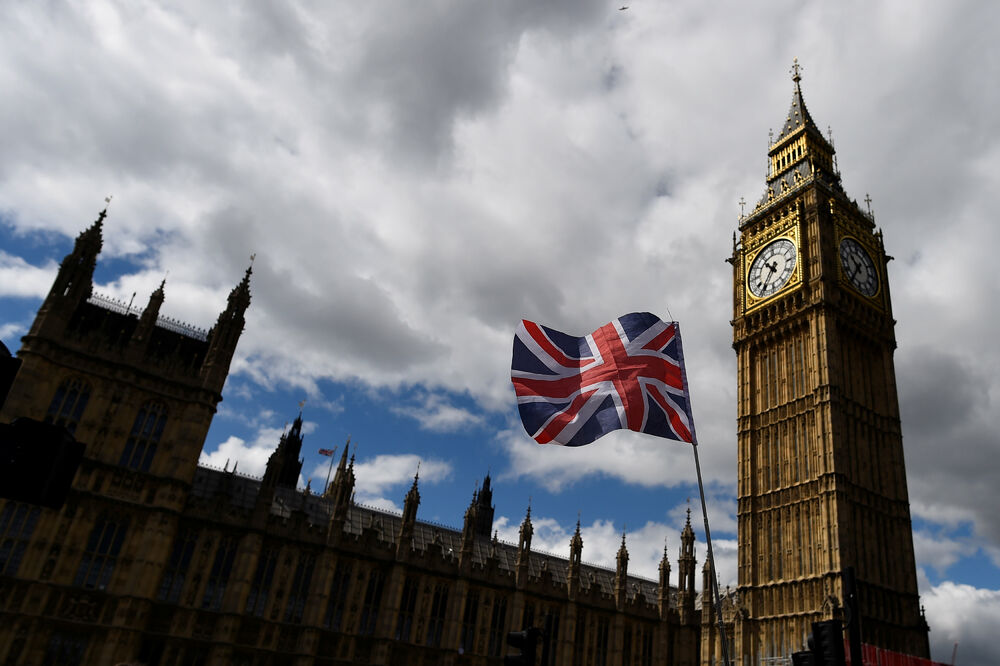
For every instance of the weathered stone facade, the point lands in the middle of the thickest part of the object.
(822, 482)
(154, 559)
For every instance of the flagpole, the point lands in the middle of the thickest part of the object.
(711, 560)
(717, 605)
(329, 469)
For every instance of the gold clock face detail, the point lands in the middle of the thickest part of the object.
(772, 268)
(859, 269)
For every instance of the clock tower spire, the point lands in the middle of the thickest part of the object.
(822, 481)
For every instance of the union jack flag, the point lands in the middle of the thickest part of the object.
(626, 374)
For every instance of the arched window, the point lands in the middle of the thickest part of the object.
(146, 430)
(101, 553)
(17, 523)
(68, 404)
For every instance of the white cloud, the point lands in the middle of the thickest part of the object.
(938, 551)
(414, 181)
(624, 455)
(248, 458)
(602, 539)
(965, 615)
(436, 415)
(378, 476)
(19, 278)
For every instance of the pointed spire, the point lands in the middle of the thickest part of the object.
(622, 557)
(798, 114)
(527, 530)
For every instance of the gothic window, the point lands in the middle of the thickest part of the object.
(101, 553)
(528, 616)
(146, 431)
(68, 404)
(602, 642)
(300, 587)
(177, 566)
(468, 634)
(373, 599)
(218, 577)
(17, 522)
(647, 648)
(260, 586)
(497, 626)
(439, 606)
(66, 649)
(406, 607)
(338, 596)
(580, 637)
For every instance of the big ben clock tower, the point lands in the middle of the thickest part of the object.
(822, 482)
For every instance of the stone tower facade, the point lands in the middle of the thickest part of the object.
(140, 391)
(822, 482)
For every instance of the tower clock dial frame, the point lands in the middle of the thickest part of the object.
(772, 268)
(858, 268)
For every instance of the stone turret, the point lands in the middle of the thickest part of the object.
(406, 525)
(225, 334)
(341, 492)
(621, 575)
(686, 567)
(575, 555)
(663, 594)
(74, 282)
(524, 549)
(284, 464)
(142, 332)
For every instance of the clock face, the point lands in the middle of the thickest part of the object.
(772, 268)
(858, 267)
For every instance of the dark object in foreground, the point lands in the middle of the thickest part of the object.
(37, 462)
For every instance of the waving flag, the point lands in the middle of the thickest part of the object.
(626, 374)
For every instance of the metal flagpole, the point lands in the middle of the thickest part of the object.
(330, 469)
(711, 561)
(717, 605)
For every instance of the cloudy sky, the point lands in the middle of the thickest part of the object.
(415, 178)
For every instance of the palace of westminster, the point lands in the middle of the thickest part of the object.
(153, 559)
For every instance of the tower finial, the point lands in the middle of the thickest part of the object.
(796, 71)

-.-.-

● Directions
Repeat the material above word for word; no images go in the copy.

● Response to this task
For every instance of the weathered stone facade, the point lands in the middle of the thickest part of the object.
(822, 482)
(154, 559)
For every instance of the flagpole, the point lands in the middle of the thickest part of the object.
(711, 560)
(717, 605)
(329, 469)
For every instance of the gold clock face detail, the point lands in the middle of the thickest part of the object.
(772, 268)
(859, 269)
For every instance of the clock tower spire, the point lands in the middle of the thickest part of the object.
(822, 481)
For every instance of the union jack flag, the point lands in the middle of the thickest part of the object.
(626, 374)
For every instance of the arched window, the point lands in the middle of the thickest part of the object.
(146, 430)
(101, 553)
(17, 523)
(68, 404)
For every instance of the white cloud, the point lands in the middle of the thickest part of the object.
(938, 551)
(414, 181)
(624, 455)
(248, 458)
(602, 539)
(965, 615)
(436, 415)
(378, 476)
(19, 278)
For every instance of the pointed spire, the point lands in the middle of the thickest part of the object.
(622, 557)
(798, 114)
(527, 530)
For every instance of the gothic window, the point lands in the middle of the thickest part of the object.
(101, 553)
(528, 616)
(146, 431)
(68, 404)
(602, 642)
(300, 587)
(177, 566)
(468, 634)
(373, 599)
(218, 577)
(17, 522)
(647, 648)
(260, 586)
(497, 626)
(439, 606)
(66, 649)
(406, 607)
(338, 596)
(580, 637)
For every instance of the big ben clock tower, the point lands in the middle of the thickest part of the object.
(822, 482)
For every instance of the stone tower facade, the point lands in the middle of the thickest part of the object.
(140, 391)
(822, 482)
For every instance of the tower clock dial frame, the point lands in the middle of the thickest part of the object.
(772, 268)
(858, 268)
For every instance of the stone turret, the point lands in the middle of the thickest part of the object.
(406, 525)
(225, 334)
(341, 492)
(621, 575)
(686, 567)
(575, 555)
(663, 594)
(74, 282)
(524, 549)
(284, 464)
(142, 332)
For every instance of the clock face, the point lands in the middle of the thickest part of the object.
(772, 268)
(858, 267)
For every instance of the dark object in foreground, the point lands in the middle of the thickest part of the object.
(37, 462)
For every instance of the waving flag, the point lands in the middle of the thickest part of the object.
(626, 374)
For every instance of the metal flagpole, the point lands in the middle of the thickest part of the object.
(330, 469)
(711, 561)
(717, 605)
For every instance of the cloudy sky, the point lands in the middle of the thickest part of the object.
(415, 178)
For every instance of the palace of westminster, the point lands in the middle of the thickest part of the object.
(153, 559)
For every instance of the tower finial, the point lands in the middle of the thickest part of the object.
(796, 71)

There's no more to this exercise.